**Work required:** Write the line that includes "overcast sky in the photo above" and all subsequent lines, exactly as written, and nothing more.

**Data excerpts:**
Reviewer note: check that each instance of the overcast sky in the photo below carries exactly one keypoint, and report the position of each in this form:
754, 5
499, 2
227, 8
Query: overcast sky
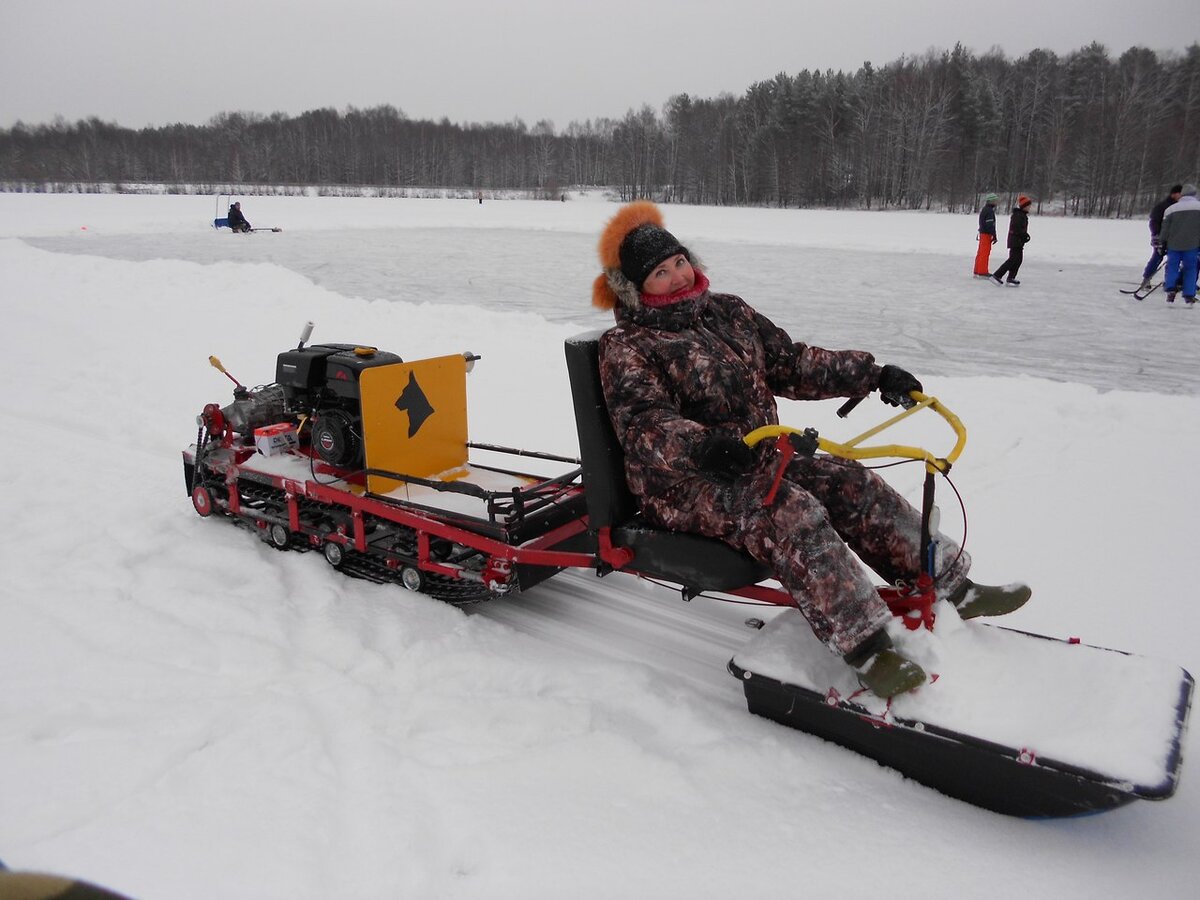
154, 61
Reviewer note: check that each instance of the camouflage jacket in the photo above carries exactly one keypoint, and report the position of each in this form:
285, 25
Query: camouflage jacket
672, 372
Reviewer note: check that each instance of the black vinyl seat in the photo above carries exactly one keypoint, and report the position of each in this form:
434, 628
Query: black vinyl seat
693, 561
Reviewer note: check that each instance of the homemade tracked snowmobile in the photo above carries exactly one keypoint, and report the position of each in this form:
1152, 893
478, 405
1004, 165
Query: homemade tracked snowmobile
365, 457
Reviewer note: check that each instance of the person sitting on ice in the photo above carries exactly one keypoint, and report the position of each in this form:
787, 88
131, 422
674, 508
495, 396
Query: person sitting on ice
687, 372
237, 220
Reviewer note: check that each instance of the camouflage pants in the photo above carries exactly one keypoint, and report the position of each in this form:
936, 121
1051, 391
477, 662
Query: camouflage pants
826, 511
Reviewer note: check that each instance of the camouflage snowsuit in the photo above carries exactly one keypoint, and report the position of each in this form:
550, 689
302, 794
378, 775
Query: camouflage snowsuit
671, 373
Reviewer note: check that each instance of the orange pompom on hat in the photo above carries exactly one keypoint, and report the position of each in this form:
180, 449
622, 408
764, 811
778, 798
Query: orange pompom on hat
631, 245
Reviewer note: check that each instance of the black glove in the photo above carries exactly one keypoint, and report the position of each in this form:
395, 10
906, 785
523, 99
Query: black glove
723, 455
895, 385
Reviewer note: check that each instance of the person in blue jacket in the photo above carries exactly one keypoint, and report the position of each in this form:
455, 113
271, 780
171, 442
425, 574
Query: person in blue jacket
237, 220
1156, 241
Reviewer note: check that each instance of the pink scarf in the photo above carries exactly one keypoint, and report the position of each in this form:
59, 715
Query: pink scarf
659, 300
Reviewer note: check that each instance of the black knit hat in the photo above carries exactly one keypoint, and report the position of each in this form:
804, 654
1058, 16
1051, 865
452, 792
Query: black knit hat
643, 249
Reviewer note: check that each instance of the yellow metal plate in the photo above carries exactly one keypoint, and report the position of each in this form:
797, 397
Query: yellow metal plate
414, 419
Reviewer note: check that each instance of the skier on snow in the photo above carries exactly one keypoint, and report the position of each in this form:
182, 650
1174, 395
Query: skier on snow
1181, 240
987, 235
1018, 237
237, 220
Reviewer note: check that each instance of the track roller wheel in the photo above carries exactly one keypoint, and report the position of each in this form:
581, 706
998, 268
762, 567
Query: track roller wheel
412, 579
280, 537
335, 553
202, 501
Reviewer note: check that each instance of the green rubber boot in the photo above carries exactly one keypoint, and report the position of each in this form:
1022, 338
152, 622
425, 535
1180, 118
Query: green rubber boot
891, 673
883, 670
975, 600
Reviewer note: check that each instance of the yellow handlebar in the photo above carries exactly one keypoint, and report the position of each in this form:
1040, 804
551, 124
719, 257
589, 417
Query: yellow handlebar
851, 449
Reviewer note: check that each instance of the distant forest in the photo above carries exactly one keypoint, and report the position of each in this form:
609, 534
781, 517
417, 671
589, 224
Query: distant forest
1083, 133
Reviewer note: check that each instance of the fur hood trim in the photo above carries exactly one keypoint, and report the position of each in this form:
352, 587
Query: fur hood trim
611, 288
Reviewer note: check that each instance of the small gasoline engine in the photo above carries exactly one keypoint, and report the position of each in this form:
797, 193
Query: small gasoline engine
318, 385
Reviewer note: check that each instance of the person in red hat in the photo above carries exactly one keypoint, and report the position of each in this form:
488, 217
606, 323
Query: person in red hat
1018, 237
687, 372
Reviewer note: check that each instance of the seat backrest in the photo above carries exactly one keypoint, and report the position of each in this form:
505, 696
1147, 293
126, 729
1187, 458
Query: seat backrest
610, 502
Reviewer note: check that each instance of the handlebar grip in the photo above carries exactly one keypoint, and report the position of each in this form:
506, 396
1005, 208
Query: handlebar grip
849, 407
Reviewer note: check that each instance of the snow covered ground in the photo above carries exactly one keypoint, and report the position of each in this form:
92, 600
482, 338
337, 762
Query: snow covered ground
186, 713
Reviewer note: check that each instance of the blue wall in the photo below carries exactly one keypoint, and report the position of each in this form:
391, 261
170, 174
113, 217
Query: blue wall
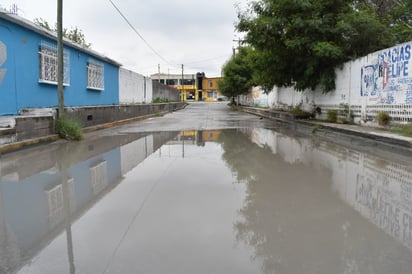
20, 87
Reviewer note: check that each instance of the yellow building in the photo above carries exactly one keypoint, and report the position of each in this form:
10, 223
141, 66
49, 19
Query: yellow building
186, 85
192, 87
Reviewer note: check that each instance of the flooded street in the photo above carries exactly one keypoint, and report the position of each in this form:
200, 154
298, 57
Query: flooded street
204, 190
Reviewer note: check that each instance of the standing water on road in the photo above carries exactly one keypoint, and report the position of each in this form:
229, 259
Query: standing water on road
238, 200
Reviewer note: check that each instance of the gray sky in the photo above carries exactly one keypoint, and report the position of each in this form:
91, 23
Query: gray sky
196, 33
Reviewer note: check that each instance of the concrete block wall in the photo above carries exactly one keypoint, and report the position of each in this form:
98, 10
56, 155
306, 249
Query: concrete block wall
165, 92
33, 127
93, 116
380, 81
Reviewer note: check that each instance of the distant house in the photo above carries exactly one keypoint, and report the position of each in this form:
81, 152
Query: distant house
28, 70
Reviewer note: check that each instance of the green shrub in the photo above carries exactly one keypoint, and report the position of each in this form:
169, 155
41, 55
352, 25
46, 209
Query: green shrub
332, 116
159, 101
383, 118
69, 129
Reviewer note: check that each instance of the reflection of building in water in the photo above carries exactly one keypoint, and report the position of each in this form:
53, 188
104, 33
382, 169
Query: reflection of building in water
380, 190
32, 208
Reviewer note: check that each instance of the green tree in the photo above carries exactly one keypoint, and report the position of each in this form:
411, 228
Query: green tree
74, 34
238, 73
301, 42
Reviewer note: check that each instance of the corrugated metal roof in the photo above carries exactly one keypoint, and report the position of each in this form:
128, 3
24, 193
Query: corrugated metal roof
7, 16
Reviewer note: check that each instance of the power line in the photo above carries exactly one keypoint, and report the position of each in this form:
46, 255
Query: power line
138, 34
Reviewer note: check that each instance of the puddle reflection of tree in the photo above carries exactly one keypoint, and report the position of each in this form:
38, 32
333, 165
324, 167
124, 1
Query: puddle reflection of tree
296, 223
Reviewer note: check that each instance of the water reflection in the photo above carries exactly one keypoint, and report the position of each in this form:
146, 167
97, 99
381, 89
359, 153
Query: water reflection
42, 190
294, 216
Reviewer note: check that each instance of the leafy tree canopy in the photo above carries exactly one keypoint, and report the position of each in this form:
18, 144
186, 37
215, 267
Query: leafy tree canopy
238, 73
300, 42
74, 34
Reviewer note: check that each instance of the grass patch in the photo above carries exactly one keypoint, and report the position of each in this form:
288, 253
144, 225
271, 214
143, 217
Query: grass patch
69, 129
160, 101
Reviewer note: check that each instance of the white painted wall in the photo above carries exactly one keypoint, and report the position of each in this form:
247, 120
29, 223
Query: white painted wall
134, 88
380, 81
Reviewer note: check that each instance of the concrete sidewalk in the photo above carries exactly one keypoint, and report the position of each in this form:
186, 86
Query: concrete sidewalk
387, 139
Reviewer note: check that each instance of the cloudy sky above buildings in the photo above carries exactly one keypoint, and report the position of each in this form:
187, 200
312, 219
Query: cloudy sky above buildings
196, 33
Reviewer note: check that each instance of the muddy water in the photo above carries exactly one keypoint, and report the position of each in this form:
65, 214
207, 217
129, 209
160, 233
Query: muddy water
223, 201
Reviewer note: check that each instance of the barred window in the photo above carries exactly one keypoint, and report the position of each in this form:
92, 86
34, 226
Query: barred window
48, 64
95, 75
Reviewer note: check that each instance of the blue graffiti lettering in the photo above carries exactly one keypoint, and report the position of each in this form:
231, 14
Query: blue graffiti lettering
407, 52
3, 59
399, 69
405, 68
395, 55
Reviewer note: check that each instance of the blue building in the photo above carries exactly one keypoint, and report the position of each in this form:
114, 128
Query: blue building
28, 70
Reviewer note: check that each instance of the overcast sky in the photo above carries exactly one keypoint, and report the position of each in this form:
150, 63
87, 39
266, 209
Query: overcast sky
196, 33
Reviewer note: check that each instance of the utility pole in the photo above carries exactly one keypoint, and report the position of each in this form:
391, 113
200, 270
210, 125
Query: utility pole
60, 63
183, 85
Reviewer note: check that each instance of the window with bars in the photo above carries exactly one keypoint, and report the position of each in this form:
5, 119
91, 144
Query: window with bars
95, 75
48, 64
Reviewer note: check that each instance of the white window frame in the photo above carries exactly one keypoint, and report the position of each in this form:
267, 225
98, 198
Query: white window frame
48, 64
95, 75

**Result below:**
Reviewer note: check that each instance of the overcast sky in the photo above carries exactly one keypoint, and report the position of each in this form:
150, 63
87, 39
266, 209
Query: overcast sky
196, 33
Reviewer note: check that each instance of the utility pole in the photo above carries exactly one keypoint, and report the position of each in this form:
391, 113
200, 270
210, 125
Query: utility pole
60, 63
183, 85
Reviewer note: check that each instance of the window with bars in the photo above carries exactly one keypoint, and report the position of each in this form:
5, 119
91, 144
Query: window with bars
95, 75
48, 64
Reviewer note: check that each instance of the white window frame in the photo above carries exactly one keypoint, and report the position of each in this form:
267, 225
98, 198
Query: white window frame
48, 64
95, 75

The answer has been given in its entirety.